• **Objetivo da tarefa**: Continue o texto sobre o contrato de projetos e o pedido de indemnização a partir da última frase apresentada.

• **Excerto para leitura**:
Essa entidade, contratou a nossa empresa para a prestação de serviços dos projetos acima aludidos, tendo sido celebrado o contrato nº ... de 18/01/2012 no valor de 37.350,00€.
Aquando da Aprovação do Estudo Prévio foi faturado e liquidado o valor de 9.437,50€ correspondente a 25% do valor contratado. O remanescente do contrato no valor de 27.912,50€, corresponde ao valor do Projeto de Execução e da Assistência Técnica.
A A..., atuou sempre com a máxima diligência na prestação dos serviços contratados, tendo inclusive, elaborado novas propostas, tendo estado presente em várias reuniões onde foram discutidas soluções que permitissem ultrapassar o facto da localização do Novo Edifício proposto por V. Exas, estar implantado em zona de RAN.
Não obstante as várias comunicações enviadas pela A..., e as tentativas de ultrapassar esta situação, totalmente alheia a esta empresa, nunca obtivemos qualquer resposta dessa entidade, e estamos a reportar-nos ao ano de 2013 (ver histórico em anexo).
No plano da responsabilidade (civil) contratual (nos termos em que o próprio CCP, no seu art. 334.º, o n.º2 prevê a resolução do contrato por imperativos de interesse público cria, para o contraente público, a obrigação simétrica do dever de indemnização total do co-contratente, não apenas pelos danos emergentes, mas também pelos lucros cessantes.
Além da obrigação do pagamento da indemnização nos termos atrás expostos, impende, também, sobre o contraente público o dever de pagar juros moratórios nos casos em que a indemnização não seja paga no prazo de 30 dias após o apuramento do respetivo montante. Cfr. Artigo 334.º, n.º3 do Código dos Contratos Públicos.
Neste contexto, a A..., desde a data da aprovação do Estudo Prévio manteve ao seu serviço, uma equipa de projetistas conforme imposto pelo Caderno de Encargos.

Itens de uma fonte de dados
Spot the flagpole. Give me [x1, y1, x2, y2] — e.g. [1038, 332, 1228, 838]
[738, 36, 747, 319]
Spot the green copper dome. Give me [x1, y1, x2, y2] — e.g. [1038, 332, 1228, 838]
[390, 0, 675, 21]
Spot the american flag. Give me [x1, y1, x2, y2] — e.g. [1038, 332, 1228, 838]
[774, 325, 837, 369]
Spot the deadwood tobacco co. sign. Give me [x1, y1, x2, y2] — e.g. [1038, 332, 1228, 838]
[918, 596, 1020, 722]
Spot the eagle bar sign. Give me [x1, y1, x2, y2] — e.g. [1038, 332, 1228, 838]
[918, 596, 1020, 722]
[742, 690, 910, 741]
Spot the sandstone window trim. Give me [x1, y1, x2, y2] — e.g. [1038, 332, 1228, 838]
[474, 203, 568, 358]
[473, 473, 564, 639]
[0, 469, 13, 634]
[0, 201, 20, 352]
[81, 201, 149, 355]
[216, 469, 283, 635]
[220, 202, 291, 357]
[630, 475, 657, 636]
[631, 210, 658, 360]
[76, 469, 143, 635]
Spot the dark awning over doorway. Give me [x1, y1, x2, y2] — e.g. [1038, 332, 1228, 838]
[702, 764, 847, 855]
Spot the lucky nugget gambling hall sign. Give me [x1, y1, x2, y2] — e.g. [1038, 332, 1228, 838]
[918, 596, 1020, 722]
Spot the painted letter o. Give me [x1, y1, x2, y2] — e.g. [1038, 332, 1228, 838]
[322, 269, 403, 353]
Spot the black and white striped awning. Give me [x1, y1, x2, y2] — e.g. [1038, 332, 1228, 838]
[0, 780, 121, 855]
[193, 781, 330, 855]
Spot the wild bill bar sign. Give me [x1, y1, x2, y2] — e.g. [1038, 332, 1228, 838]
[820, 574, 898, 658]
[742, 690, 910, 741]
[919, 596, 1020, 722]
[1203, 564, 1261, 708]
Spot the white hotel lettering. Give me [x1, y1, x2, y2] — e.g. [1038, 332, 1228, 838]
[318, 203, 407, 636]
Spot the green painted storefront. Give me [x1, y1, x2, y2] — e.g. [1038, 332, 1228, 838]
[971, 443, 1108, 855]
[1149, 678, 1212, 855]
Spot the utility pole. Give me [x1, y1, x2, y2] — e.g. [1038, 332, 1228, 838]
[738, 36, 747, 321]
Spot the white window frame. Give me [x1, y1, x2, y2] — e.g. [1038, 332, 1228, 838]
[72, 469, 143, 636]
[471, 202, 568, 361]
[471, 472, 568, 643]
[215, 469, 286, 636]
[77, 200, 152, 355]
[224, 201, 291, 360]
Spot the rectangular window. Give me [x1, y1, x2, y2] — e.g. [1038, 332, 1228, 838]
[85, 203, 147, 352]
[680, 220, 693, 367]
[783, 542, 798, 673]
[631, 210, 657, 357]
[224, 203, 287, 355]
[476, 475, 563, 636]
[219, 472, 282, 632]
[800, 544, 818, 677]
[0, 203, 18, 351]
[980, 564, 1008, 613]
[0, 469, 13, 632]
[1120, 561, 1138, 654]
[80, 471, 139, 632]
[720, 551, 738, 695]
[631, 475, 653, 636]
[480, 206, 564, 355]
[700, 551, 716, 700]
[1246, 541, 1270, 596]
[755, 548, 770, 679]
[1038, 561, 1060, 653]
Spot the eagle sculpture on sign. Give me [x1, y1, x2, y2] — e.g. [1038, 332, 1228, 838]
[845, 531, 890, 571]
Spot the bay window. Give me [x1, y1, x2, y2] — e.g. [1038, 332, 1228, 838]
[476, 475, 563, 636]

• **Resultado do exercício**:
Para esse efeito a A... suportou, como é óbvio, os custos inerentes a tal manutenção.
Assegurou ainda uma garantia bancária que, desde Janeiro de 2012, acumulou até esta data o valor de: (46,35€ x 25*)= 1.158,75€
*(4 débitos por ano, 2012 (4); 2013 (4); 2014 (4) ;2015 (4); 2016 (4); 2017 (4); 2018 (1).
Assim, e face ao exposto, vimos informar que, de acordo com o nº 1 e 2 do Artigo 334.º do Código dos Contratos Públicos, aceitamos a decisão de V. Exas, desde que sejamos ressarcidos dos seguintes valores:
· Juros referentes à garantia bancária prestada pela A..., desde a data da assinatura do contrato até à presente data……………………………………1.158,75€
· Indeminização total correspondente às fases subsequentes do projeto, nos valores de:
- Projeto de Execução………………………………………………..…. 22.310,00€
- Assistência Técnica …………………………………..….…………...… 5.602,50€
TOTAL: ……..….. 29.071,25€
Valores aos quais acresce IVA à Taxa Legal».
[cf. artigo 21.º da petição inicial; aceite pelo Demandado (ponto 1 da contestação) e provado pelo documento n.º 4 junto com a petição inicial].
Q. O Demandado dirigiu à Demandante uma comunicação datada de 30 de janeiro de 2018, na qual é referido o seguinte:
«[…] somos a transmitir-vos que nos encontramos a analisar o seu teor [da comunicação referida no ponto anterior].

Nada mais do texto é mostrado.